* _KUTIPAN TEKS_
┏━━
TEMPO.CO, Jakarta - Ketua Umum Asosiasi Pengusaha Indonesia (Apindo) Shinta Kamdani menanggapi laporan Badan Pusat Statistik (BPS) yang mengumumkan pertumbuhan ekonomi Indonesia sebesar 4,94 persen Year on Year (YoY) pada triwulan ketiga 2023.
Angka tersebut turun bila dibandingkan pertumbuhan ekonomi yoy tahun 2022 sebesar 5,73 persen. Menurut Shinta, kinerja usaha di berbagai sektor dapat dikatakan stabil meskipun dalam tiga bulan terakhir merasakan adanya perlambatan ekspansi konsumsi.
"Atau stagnasi pertumbuhan konsumsi di pasar domestik yang kemungkinan besar disebabkan oleh inflasi barang kebutuhan pokok seperti bahan bakar minyak (BBM), beras, dan lain-lain," ujar Shinta saat dihubungi pada Senin, 6 November 2023.
Selain itu, kata dia, pelemahan nilai tukar juga berimbas pada kenaikan harga produk manufaktur di pasar. Ditambah lagi kenaikan suku bunga pinjaman dan uncertainty yang meningkat seiring dengam mendekatnya periode pemilihan umum (pemilu) di mana secara historis pasar kerap menahan diri terhadap konsumsi produk yang dianggap barang modal seperti otomotif atau real estate.
Kondisi perlambatan pertumbuhan kinerja ini pun terlihat dari parameter indeks penjualan ritel yang meskipun masih tumbuh positif hingga September 2023 tapi hanya sekitar 1,9 persen. Shinta juga menyitir data penjualan produk otomotif yang menunjukkan hal yang sama di mana sejak Agustus 2023 pertumbuhannya tidak setinggi periode Mei-Juli 2023 untuk kategori kendaraan pribadi.
“Secara keseluruhan kinerja usaha masih cukup baik, tetapi secara komparatif bila dibandingkan pertengahan tahun, memang terlihat ada sedikit perlambatan pertumbuhan konsumsi,” tutur Shinta.
┗━━
* _BAHAN BELAJAR_
┏━━
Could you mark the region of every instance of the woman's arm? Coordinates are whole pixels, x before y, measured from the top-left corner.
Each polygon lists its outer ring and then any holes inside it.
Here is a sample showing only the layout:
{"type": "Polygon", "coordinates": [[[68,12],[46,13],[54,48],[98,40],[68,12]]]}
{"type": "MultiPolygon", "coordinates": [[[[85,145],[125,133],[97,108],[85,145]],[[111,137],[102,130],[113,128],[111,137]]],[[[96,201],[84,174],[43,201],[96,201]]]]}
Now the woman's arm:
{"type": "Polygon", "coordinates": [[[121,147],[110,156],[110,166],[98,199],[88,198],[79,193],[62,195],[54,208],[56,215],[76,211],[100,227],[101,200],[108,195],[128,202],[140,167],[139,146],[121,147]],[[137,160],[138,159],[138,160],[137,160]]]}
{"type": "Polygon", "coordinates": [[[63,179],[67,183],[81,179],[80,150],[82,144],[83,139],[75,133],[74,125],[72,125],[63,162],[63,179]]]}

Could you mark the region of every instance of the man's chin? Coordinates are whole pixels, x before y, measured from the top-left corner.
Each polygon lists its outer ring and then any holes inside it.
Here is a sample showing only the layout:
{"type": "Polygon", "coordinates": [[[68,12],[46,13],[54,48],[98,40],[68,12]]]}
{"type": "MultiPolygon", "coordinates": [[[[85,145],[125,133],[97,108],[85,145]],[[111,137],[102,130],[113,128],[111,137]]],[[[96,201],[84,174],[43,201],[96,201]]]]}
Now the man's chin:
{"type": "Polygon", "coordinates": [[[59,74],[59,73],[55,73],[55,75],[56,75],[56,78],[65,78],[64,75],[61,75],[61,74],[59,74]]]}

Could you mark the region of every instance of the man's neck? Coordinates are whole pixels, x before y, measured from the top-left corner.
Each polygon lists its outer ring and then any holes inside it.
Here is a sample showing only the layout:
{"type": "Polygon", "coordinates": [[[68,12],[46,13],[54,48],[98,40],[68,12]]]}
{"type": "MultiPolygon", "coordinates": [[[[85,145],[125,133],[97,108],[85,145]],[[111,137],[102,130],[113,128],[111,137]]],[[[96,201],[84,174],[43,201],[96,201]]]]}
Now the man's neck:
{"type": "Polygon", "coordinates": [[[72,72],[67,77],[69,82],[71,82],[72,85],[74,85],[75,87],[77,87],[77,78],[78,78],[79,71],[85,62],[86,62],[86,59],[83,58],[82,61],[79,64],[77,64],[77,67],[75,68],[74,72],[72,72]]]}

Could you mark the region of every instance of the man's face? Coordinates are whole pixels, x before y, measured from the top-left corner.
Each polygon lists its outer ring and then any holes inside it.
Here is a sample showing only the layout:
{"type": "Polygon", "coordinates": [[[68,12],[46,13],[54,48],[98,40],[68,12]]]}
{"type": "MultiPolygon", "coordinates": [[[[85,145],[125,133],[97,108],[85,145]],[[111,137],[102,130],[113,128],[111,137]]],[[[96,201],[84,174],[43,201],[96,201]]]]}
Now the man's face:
┗━━
* _KUMPULAN LATIHAN_
1. Tentukan apakah setiap pernyataan berikut sesuai dengan teks tentang pertumbuhan ekonomi. Jawab ya atau tidak, lalu kutip kata-kata dari teks yang menentukan jawabannya.
(a) Pertumbuhan ekonomi Indonesia pada triwulan ketiga 2023 tercatat 4,94 persen.
(b) Indeks penjualan ritel sudah tumbuh negatif hingga September 2023.
(c) Shinta dihubungi pada hari Jumat.
2. Teruskan teks tentang pertumbuhan ekonomi mulai setelah kalimat terakhirnya.

* _JAWABAN LATIHAN_
1.
(a) Ya. "pertumbuhan ekonomi Indonesia sebesar 4,94 persen Year on Year (YoY) pada triwulan ketiga 2023"
(b) Tidak. "meskipun masih tumbuh positif hingga September 2023 tapi hanya sekitar 1,9 persen"
(c) Tidak. "saat dihubungi pada Senin, 6 November 2023"

2.
Namun, menurut dia, kondisi ini dianggap wajar, karena merupakan konsekuensi logis dari peningkatan ketidakpastian iklim usaha atau investasi baik di dalam maupun luar negeri. “Yang mempengaruhi investasi, kecepatan pertumbuhan lapangan kerja di sektor firmal, dan daya beli masyarakat secara umum,” ucap Shinta.
Sebelumnya, Pelaksana Tugas Kepala BPS Amalia Adaninggar Widyasanti mengatakan daya beli masyarakat masih stabil. Hal itu pula yang turut mendorong ekonomi Indonesia tumbuh 4,94 persen YoY pada triwulan ketiga 2023.
"Daya beli masyarakat terlihat stabil, diindikasikan inflasi yang terkendali," kata Amalia dalam konferensi pers, kemarin.
Selain itu, kata dia, indeks penjualan eceran riil juga tumbuh 1,25 persen yoy per September 2023. Sedangkan penjualan sepeda motor tumbuh 11,28 YoY; nilai transaksi uang elektronik tumbuh 6,91 persen YoY; dan nilai transaksi kartu kredit tumbuh 25,775 persen YoY. "Terlihat juga masih tumbuh cukup tinggi kredit KPR dan KPA, yakni 12,30 persen YoY,” kata Amalia.
Selain dukungan daya beli masyarakat, lanjut dia, pertumbuhan ekonomi didorong respons kebijakan pemerintah. Sebagai informasi, belanja modal pemerintah pada triwulan ketiga 2023 tumbuh 32,37 persen. "Dan di sisi kebijakan moneter, Bank Indonesia mempertahankan tingkat suku bunga acuan sebesar 5,75 persen di triwulan ketiga tahun ini," ujar Amalia.
Adapun pada triwulan ketiga 2023, BPS mencatat pertumbuhan ekonomi Indonesia sebesar 4,94 persen secara YoY dan tumbuh 1,60 persen secara Quartal to Quartal (QtQ). Sehingga, secara kumulatif, pertumbuhan ekonomi Indonesia tercatat 5,05 persen.
Amalia menuturkan pertumbuhan ekonomi triwulan ketiga 2023 lebih rendah dibanding triwulan sebelumnya. Hal ini sejalan dengan pola yang terjadi pada tahun-tahun sebelumnya. Menurutnya, pertumbuhan ekonomi triwulan ketiga selalu lebih rendah dibanding triwulan kedua, kecuali pada 2020 atau ketika pandemi Covid-19.
"Namun dengan capaian pertumbuhan 4,94 persen YoY pada triwulan ketiga tahun ini, ekonomi Indonesia terjaga solid dan tumbuh positif," kata Amalia.
MOH KHORY ALFARIZI | CAESAR AKBAR | RIRI RAHAYU
Pilihan Editor: Ekonomi Indonesia Tumbuh di Bawah 5 Persen di Kuartal III 2023, LPEM UI: Cukup Logis, karena...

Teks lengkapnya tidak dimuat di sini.